• DATA SECTION
━━━━

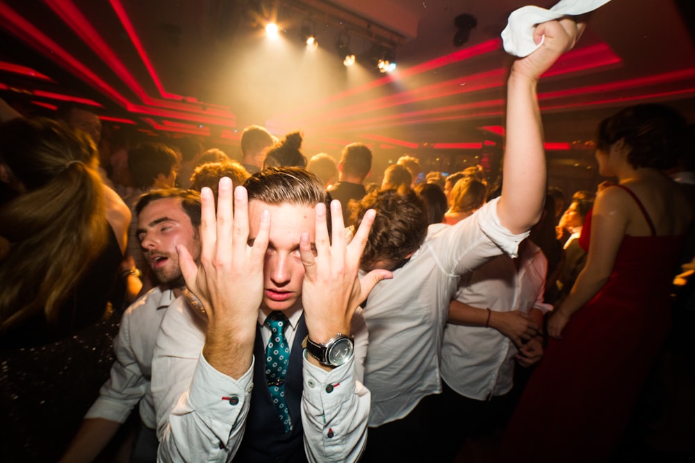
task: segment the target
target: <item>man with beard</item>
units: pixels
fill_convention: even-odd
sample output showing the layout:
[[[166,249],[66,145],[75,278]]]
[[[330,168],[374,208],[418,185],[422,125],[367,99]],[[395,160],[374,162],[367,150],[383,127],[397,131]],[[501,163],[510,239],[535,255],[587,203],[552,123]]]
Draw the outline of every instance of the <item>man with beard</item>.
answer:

━━━━

Count the lines in the entries above that contain the word "beard". Reply with the number alone.

2